* [Task input]
· · · · · · ·

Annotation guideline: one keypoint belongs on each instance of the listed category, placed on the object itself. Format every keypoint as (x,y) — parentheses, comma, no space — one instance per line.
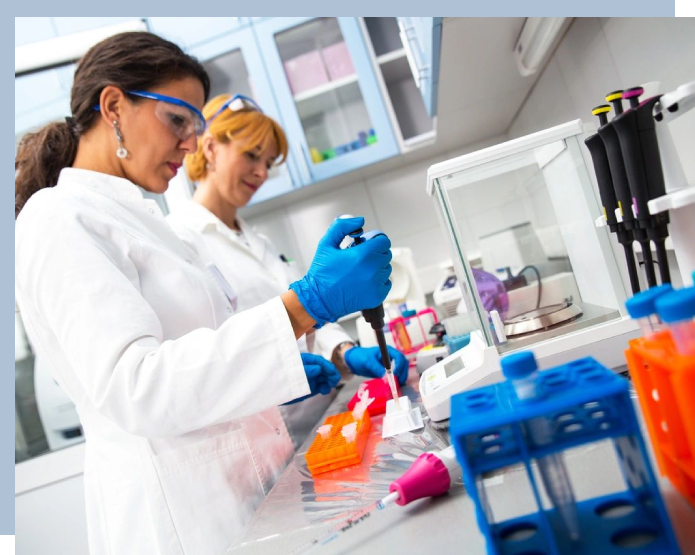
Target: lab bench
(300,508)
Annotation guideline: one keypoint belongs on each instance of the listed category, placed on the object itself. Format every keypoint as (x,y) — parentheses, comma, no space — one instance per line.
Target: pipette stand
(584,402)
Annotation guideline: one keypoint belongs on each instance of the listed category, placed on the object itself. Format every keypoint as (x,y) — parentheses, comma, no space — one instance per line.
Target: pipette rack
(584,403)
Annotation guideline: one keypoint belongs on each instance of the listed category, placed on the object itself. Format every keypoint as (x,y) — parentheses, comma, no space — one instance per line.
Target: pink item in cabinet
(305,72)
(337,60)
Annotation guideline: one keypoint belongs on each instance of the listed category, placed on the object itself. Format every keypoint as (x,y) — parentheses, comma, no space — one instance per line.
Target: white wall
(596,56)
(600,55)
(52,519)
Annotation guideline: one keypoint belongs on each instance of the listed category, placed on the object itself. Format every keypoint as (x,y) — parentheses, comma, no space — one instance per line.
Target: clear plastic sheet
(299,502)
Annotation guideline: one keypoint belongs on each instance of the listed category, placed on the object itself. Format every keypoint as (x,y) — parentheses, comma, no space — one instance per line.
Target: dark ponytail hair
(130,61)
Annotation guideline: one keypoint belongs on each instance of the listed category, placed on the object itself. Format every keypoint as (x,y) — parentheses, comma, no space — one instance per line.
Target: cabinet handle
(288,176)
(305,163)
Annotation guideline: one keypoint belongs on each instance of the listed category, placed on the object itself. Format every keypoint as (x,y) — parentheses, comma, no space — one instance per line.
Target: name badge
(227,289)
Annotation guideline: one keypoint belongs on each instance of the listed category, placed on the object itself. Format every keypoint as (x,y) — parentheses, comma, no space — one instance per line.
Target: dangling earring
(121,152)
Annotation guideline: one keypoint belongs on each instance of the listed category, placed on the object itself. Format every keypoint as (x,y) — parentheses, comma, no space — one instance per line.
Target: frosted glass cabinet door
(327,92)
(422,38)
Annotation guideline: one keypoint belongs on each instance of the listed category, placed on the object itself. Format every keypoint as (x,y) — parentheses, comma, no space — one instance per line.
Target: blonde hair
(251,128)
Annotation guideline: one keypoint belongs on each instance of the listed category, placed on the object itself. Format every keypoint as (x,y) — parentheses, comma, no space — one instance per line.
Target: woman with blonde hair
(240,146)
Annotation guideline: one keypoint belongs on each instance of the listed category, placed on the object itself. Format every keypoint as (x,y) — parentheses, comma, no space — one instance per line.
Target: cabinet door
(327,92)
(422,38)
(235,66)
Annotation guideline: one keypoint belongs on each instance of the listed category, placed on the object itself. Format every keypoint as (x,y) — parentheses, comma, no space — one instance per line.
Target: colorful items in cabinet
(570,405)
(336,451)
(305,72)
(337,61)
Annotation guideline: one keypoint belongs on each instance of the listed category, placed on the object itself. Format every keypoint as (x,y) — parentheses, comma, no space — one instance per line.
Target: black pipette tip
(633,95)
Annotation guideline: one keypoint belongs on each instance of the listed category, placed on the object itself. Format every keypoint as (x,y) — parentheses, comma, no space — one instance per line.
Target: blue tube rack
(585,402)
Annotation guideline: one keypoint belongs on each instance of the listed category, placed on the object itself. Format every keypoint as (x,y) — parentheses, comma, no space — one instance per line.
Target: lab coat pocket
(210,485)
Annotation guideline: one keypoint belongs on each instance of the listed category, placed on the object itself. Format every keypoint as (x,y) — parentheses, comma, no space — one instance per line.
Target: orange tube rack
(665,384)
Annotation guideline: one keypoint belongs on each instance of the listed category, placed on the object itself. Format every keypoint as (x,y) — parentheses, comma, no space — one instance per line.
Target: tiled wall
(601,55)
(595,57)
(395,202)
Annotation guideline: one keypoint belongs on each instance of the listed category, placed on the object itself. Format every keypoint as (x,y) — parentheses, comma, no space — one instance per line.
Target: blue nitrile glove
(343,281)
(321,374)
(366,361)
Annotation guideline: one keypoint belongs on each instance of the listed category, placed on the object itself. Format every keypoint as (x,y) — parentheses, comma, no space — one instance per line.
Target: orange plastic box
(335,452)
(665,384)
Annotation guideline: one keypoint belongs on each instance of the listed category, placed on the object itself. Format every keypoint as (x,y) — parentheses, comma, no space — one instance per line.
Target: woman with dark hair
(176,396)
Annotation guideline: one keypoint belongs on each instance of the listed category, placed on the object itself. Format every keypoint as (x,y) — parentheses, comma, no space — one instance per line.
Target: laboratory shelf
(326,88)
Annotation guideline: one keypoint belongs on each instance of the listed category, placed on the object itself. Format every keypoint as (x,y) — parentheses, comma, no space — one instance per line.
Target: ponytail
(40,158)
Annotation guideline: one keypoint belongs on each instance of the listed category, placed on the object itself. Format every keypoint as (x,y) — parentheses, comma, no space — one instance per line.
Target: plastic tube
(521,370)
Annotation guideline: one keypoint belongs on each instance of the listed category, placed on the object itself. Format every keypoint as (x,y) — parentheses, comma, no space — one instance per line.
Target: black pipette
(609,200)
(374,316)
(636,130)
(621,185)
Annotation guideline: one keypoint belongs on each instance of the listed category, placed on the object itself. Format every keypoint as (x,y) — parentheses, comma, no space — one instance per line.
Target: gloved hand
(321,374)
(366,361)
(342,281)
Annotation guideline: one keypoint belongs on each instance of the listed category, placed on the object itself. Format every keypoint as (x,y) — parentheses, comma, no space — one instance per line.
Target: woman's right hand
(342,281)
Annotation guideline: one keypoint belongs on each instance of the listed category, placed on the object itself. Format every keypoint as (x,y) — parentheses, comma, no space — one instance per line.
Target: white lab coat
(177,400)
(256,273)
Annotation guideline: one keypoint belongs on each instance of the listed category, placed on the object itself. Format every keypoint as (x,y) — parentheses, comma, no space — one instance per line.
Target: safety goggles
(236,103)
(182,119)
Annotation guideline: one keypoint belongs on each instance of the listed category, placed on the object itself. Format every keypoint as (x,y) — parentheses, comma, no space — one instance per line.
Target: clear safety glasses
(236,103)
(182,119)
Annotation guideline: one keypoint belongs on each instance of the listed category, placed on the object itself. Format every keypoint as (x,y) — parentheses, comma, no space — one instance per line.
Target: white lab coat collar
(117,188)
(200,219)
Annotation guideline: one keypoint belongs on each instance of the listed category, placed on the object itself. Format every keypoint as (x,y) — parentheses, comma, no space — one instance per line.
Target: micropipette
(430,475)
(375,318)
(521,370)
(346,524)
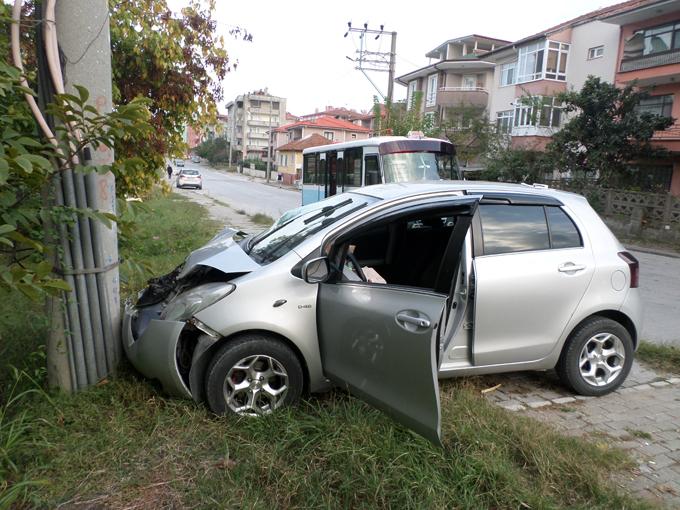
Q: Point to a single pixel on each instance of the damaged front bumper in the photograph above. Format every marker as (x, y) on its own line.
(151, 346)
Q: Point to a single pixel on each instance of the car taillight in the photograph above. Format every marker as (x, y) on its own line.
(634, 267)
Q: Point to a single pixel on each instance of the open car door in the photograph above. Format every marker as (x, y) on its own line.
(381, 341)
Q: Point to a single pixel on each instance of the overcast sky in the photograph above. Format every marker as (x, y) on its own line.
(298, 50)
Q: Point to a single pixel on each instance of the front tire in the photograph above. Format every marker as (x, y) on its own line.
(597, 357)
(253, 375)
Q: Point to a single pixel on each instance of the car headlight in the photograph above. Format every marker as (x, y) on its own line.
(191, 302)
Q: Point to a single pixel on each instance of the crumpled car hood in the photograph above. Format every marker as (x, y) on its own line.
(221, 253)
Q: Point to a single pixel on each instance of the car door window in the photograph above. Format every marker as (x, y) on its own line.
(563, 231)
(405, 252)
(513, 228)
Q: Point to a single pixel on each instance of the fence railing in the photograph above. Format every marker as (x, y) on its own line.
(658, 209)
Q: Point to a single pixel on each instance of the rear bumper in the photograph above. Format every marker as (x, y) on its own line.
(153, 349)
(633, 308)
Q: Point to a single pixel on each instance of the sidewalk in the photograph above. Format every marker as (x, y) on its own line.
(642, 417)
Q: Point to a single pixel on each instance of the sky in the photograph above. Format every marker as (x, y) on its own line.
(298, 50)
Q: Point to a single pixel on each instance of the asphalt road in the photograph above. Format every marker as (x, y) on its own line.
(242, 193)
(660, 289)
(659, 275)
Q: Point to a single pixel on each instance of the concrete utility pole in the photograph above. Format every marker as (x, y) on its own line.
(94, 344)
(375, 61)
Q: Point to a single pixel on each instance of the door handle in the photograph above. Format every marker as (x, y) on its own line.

· · · · · · ·

* [Stated goal] Your task is to reproduce, exactly and exclusively, the lines from the one holding "of the crumpled" through the final line of the listing.

* [Answer to the problem]
Q: Point to a single pixel on each instance of the crumpled car hood in the photograph above. Format every marker as (x, y) on its own line.
(221, 253)
Q: Point to a single pixel on each instance of the car door window in the photograph above. Format every marker as (x, y) on its own line.
(563, 231)
(405, 252)
(513, 228)
Q: Point to a single pixel on each instance of the fence railing in the photograph above. Format every marker as (x, y) on its own line.
(658, 209)
Q: Point to a single pixel on each instance of the rear bumper in the photograph above. Format every marker as (x, y) on its own line.
(153, 349)
(633, 308)
Q: Point to a single pixel on each instance of the sidewalk in the photograph above. Format every marker as (x, y) on its own line.
(642, 417)
Q: Point to a single pixel on each instance of the sky in the photograph above. Format every marker as (x, y) on its own line.
(298, 50)
Q: Point to a single pixel on each instance of the asphalt road in the photograph above. Format every marker as (x, y) on its own line.
(242, 193)
(660, 289)
(659, 275)
Q: Point to a single pixel on each instance of the concrete utility pole in the photograph above. Format every marker as (x, y) on its own line.
(94, 344)
(375, 61)
Q: Point to a single pixel on each instance of the door handle in the photograph above. Format every marker as (x, y) on its own line.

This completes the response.